- [THE PROBLEM]:
Please find every line below that includes "photo" and report how many there are. Nothing else is needed.

*** Opening DATASET ***

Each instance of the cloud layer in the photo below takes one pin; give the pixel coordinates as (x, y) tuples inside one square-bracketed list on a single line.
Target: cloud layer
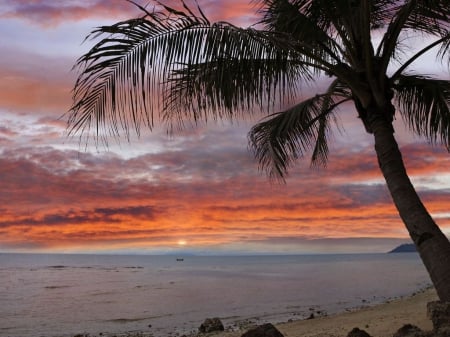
[(200, 190)]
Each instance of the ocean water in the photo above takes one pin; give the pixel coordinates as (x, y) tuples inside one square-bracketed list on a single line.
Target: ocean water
[(65, 295)]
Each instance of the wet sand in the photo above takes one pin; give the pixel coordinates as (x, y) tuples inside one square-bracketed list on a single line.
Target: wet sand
[(381, 320)]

*** Closing DATASET ***

- [COMPLETED EXERCISE]:
3